WHAT IS REQUIRED
Exclude the pictures, then copy all remaining records exactly.

[Named object pointing entries]
[Begin]

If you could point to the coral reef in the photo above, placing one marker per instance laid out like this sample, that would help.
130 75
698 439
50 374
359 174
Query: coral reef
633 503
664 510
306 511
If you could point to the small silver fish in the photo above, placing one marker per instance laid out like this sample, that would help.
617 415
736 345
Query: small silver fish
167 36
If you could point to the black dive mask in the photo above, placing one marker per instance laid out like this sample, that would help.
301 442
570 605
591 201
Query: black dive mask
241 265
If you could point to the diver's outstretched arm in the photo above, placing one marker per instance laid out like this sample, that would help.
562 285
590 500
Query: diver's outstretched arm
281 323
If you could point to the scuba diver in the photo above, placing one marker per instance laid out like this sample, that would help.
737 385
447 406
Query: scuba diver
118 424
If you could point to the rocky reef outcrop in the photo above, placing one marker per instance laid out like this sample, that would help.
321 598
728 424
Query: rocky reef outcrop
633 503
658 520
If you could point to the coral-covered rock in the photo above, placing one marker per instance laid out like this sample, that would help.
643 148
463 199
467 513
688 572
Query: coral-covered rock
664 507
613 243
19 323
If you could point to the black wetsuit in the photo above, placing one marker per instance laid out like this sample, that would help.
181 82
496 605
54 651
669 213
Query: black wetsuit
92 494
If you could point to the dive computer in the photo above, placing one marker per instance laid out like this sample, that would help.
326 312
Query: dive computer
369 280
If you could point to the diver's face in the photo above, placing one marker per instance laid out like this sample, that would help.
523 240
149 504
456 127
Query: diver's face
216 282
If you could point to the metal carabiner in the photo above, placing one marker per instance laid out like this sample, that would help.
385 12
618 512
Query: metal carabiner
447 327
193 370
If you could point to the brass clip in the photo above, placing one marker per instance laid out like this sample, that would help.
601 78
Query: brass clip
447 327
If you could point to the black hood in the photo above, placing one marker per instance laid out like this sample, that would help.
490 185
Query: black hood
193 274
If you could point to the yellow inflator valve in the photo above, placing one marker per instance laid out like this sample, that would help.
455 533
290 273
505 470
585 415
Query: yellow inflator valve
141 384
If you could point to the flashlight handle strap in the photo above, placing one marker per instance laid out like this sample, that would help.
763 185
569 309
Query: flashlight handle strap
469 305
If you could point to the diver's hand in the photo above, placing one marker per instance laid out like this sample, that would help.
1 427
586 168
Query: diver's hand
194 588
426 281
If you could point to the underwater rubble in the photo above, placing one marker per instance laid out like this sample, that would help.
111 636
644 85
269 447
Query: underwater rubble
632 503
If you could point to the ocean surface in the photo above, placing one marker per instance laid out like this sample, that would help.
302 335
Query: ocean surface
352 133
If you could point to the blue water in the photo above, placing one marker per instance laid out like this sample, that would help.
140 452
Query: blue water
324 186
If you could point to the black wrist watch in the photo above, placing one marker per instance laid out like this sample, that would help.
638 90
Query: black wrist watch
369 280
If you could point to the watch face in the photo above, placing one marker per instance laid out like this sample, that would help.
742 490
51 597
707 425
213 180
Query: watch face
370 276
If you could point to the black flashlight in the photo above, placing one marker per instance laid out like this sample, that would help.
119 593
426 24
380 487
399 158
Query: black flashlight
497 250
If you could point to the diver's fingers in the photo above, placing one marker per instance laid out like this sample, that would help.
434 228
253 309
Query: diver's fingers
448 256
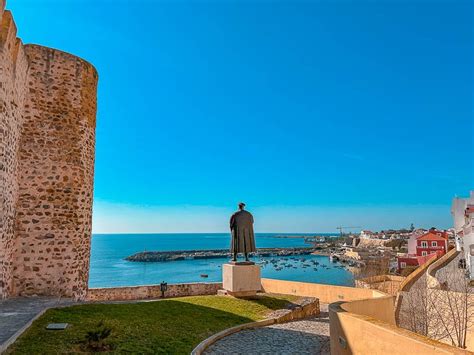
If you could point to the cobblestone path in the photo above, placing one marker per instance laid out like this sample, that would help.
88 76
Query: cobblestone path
16 313
307 336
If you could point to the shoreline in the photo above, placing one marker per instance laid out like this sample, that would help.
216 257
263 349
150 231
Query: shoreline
164 256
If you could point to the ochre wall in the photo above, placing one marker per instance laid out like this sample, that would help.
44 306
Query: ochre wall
381 308
47 137
325 293
360 334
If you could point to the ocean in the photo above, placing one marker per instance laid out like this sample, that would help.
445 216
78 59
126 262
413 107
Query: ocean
109 269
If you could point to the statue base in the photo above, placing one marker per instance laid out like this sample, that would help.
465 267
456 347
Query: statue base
241 262
241 280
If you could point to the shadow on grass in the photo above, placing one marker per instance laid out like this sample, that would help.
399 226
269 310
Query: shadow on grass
273 303
164 327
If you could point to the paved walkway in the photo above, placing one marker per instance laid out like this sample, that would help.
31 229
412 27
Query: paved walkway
16 313
307 336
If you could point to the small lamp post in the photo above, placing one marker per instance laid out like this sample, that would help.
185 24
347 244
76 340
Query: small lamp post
163 288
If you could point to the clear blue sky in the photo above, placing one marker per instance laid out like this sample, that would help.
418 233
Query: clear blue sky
315 113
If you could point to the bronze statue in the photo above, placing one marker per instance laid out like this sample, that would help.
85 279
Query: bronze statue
243 238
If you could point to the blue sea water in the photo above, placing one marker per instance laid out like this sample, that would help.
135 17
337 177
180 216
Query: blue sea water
109 267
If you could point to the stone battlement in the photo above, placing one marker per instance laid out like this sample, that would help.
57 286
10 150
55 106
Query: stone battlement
47 143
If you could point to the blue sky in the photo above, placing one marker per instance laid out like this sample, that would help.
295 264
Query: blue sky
315 113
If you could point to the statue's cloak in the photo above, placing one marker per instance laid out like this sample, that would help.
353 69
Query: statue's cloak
243 238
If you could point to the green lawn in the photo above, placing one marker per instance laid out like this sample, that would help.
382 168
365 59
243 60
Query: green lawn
173 326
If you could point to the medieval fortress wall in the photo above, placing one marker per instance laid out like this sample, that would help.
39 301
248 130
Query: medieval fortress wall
47 138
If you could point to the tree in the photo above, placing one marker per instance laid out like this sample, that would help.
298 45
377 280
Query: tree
443 311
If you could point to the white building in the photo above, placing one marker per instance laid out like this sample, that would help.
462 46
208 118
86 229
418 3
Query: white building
367 234
463 216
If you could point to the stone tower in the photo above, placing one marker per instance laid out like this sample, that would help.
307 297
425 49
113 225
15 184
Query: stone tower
47 141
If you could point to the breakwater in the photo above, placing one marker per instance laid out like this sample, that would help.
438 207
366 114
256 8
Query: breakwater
160 256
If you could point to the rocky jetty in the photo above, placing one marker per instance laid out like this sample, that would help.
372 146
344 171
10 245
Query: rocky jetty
155 256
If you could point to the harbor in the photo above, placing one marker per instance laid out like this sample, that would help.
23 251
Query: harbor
162 256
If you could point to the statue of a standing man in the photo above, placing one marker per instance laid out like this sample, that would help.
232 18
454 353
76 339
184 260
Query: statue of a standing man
243 239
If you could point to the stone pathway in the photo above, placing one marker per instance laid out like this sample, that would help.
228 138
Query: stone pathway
307 336
17 313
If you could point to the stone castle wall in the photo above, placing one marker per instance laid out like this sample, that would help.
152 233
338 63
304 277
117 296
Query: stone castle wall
47 138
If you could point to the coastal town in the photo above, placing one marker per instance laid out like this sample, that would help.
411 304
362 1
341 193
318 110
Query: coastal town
214 103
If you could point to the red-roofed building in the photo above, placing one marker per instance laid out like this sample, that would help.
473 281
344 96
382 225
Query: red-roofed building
428 244
432 242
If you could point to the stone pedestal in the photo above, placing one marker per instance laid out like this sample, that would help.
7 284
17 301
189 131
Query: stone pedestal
241 280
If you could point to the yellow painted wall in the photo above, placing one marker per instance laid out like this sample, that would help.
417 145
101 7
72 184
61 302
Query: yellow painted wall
359 334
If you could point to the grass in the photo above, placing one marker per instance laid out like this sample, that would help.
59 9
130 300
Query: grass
173 326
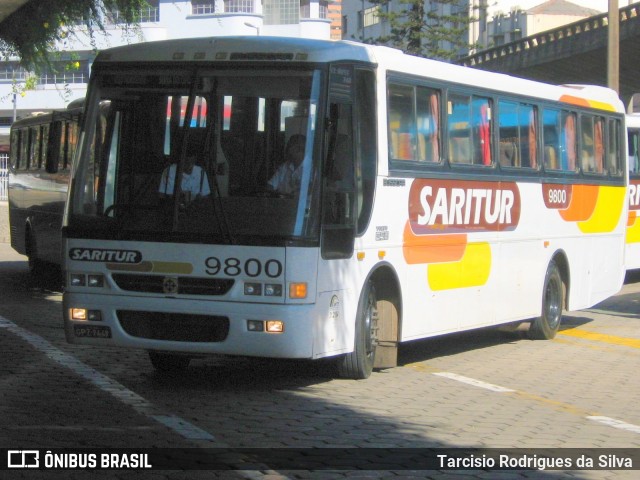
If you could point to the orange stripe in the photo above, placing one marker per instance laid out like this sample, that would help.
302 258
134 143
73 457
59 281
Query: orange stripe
583 203
581 102
432 248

[End]

ANSWER TO THE TASK
If you could point to the coral reef in the photo above, placing one marker per instance laid out like this sample, that would help.
130 75
698 439
50 374
359 174
Query: coral reef
633 503
664 510
306 511
If you could point to the small silver fish in the photo above, placing one marker per instance laid out like this sample, that would help.
617 415
736 345
Query: small silver fish
167 36
If you could point to the black dive mask in the photo above, placing one marker per instance laid out like this sample, that would help.
301 442
570 605
591 201
Query: black dive mask
241 265
If you could point to the diver's outstretched arm in the photo above, placing one marker per instance laid out like this sample, that would help.
562 285
590 500
Query: diver's outstretched arm
281 323
If you could point to the scuba diver in the photo above, placing one marker per instance laid out like this sample, that would help.
737 385
447 406
Query: scuba diver
118 424
If you could point to the rocky reef outcrop in the photo above, placing one marker per instance laid out like this sample, that would help.
321 598
728 424
Query: rocky reef outcrop
633 503
658 520
If you could point to the coral-covered rock in the photo above, placing one marker per instance laid out like this sample, that would help.
643 148
463 199
467 513
688 572
Query: coral-covered rock
664 507
613 243
19 323
If you could point to the black wetsuit in the photo above, placing one marker per instance laid out like this sample, that would help.
181 82
496 605
54 651
669 213
Query: black wetsuit
92 494
If you could point to the dive computer in the photo above, placing one marker per instance laid out like this sample, that would help.
326 312
Query: dive computer
369 280
If you could point to the diver's face in the photo above, placing one marker per instance laid out like this sample, that would help.
523 240
149 504
456 127
Query: diver's face
216 282
If you could point to the metal carabiner in the photo above, placing one marker per instance laid out like this sample, that would help.
385 12
618 512
Query: metal carabiner
447 327
193 370
If you could point to the brass clip in the photo above, placing one marker per instance laid out like this sample, that would help.
601 78
Query: brass clip
447 327
If you could point to the black hood in the photo above, placing one marker per instance laid out like this sample, that would help.
490 185
Query: black hood
193 274
If you could point to the yellow inflator valve in the photo above, placing one marker per instance laid out like this sample, that would help.
455 533
290 273
505 470
585 415
Query: yellow inflator valve
141 384
If you could point to the flashlight handle strap in the photo above, placing one marker per instance laid out like this sample, that would help.
763 185
569 309
Query: flashlight handle strap
469 305
If you could point to the diver's hand in the photo above, placing one marker per instance laid out like this sample, that would help.
1 427
586 168
Query: diver's hand
194 588
426 281
If you could point to the underwater rubble in the photo above, placing one marker per instance laid out like this sample, that would help.
111 636
644 85
269 447
Query: underwater rubble
632 503
If you could point to the ocean surface in the photo above, placing one marker per instance laid out like this sample, that would help.
302 335
Query: ocean surface
352 133
If you could point to the blue water in the photo above, placing one marker per instance laid out like this sample, that would help.
140 452
Query: blue water
324 186
If you could point to the black wrist watch in the photo above, placing one marker per instance laid out like this sample, that would help.
638 90
Query: black wrist watch
369 280
If you could point to the watch face in the photo above, placing one marker per instance laid out like this sample, that would help.
742 490
51 597
707 425
213 180
Query: watch face
370 276
If you could point to the black flashlight in the photo above, placing one marker per instance laid out like this sample, that would help.
119 593
426 24
380 487
399 158
Query: black flashlight
497 250
If you could point to the diver's fingers in the photo above, placing one marker per instance laid out like this sample, that would help.
434 228
253 309
Query: diver's fingers
448 256
If you could point to the cobblestone path in the photo above, placing one marker per instance laid out like this sample, that would help.
88 76
Query: cobblestone path
16 313
307 336
If you could point to the shoreline in the photo above, placing one marker per instance laid out like this sample, that would help.
216 257
263 349
150 231
Query: shoreline
164 256
If you could point to the ochre wall in the photo above, placing one marker per instance laid out like this sample, that would help.
44 306
Query: ochre wall
381 308
47 137
325 293
360 334
If you could point to the ocean in the photo above, placing one marker per instance laid out like this sample, that would help.
445 216
78 59
126 262
413 107
Query: ocean
109 269
If you could point to the statue base in the photo above, placing one marker per instance laid out like this sample, that would help.
465 267
456 347
Query: statue base
241 262
241 280
If you could point to the shadow on grass in the photo above, placing one marker per instance laid out like this sample, that would help.
399 226
269 310
Query: shadow on grass
273 303
164 327
If you could point to the paved walkway in the photo above, placing one marker per instance laid out like this sample, that would help.
31 229
412 27
Query: paved walkway
16 313
307 336
If you could point to the small lamp post in the photo above, placing one marker per instance laid out like this sample, that would help.
185 24
347 244
76 340
Query: small lamp post
163 288
If you could point to the clear blue sky in the photo above, placing one marker per instance laid out like this sample, that would help.
418 233
Query: clear blue sky
315 113
If you could point to the bronze statue in the photo above, placing one marker per instance laid out like this sample, that would help.
85 279
Query: bronze statue
243 238
If you could point to the blue sea water in the photo above, placing one marker per instance laid out like this sample, that would help.
135 17
337 177
180 216
Query: blue sea water
109 267
If you could point to the stone battlement in the photo above, placing one marker per instance laid out like this sample, that would help.
57 286
10 150
55 106
Query: stone battlement
47 143
If you could point to the blue sky in the photo above, placing one marker per instance laid out like this sample, that would help.
295 264
Query: blue sky
315 113
If you could point to the statue's cloak in the photo above, placing one marker per instance laid out like this sample, that would help.
353 69
Query: statue's cloak
243 238
If you could point to the green lawn in the photo above, placing one marker per instance laid out like this sample, that would help.
382 168
365 59
243 60
Query: green lawn
173 326
If you could point to the medieval fortress wall in the photo above, placing one marker per instance laid out like this sample, that would help.
39 301
248 130
Query: medieval fortress wall
47 138
If you could point to the tree in the photo above, placing one marker per instance laid out like this sample, that would help.
298 45
377 280
Query: tree
443 311
If you could point to the white building in the photo above, placing one marker per instance laid out like this sample, that would help.
462 46
208 118
86 229
418 3
Query: white building
367 234
463 216
If you could point to the stone tower in the photo above, placing one marker per instance laid out like this sample, that would help.
307 297
425 49
113 225
15 184
Query: stone tower
47 141
If you could point to the breakwater in the photo above, placing one marker per instance laid out like this sample, that would help.
438 207
366 114
256 8
Query: breakwater
160 256
If you could point to the rocky jetty in the photo above, placing one marker per instance laid out like this sample, that would help.
372 146
344 171
10 245
Query: rocky jetty
155 256
If you could point to the harbor in the photo above, placing one marker per instance laid out like this sample, that would help.
23 251
Query: harbor
162 256
If you could point to the statue of a standing man in the photo above, placing one marker per instance laid out like this sample, that would help.
232 18
454 353
76 339
184 260
Query: statue of a standing man
243 239
If you could point to the stone pathway in the photo above, placing one marker per instance laid out like this sample, that would help.
228 138
Query: stone pathway
307 336
17 313
If you could point to the stone castle wall in the photo above, placing one marker per instance laid out like this sample, that would help.
152 233
338 63
304 277
117 296
Query: stone castle wall
47 138
If you could point to the coastal town in the photo above, placing one marker per instance laid out like this sample, that would help.
411 304
362 1
341 193
318 110
Query: coastal town
214 103
If you could point to the red-roofed building in the photo above, placing one marker per instance laid out like this sample, that would help.
473 281
344 96
382 225
Query: red-roofed building
428 244
432 242
If you could point to the stone pedestal in the photo above, placing one marker per instance laid out like this sample, that would help.
7 284
17 301
189 131
Query: stone pedestal
241 280
If you could point to the yellow painted wall in the photo above, placing one marker per instance laid out like this sample, that would help.
417 145
101 7
72 184
61 302
Query: yellow painted wall
359 334
If you could point to the grass in the photo above, placing one marker per instance laid out like this sample, that would help.
59 9
130 300
Query: grass
173 326
If you could point to the orange stripe in the photo above, placing one marker per instance laid out like this sample, that would help.
302 258
134 143
73 457
59 281
Query: orange stripe
583 203
581 102
432 248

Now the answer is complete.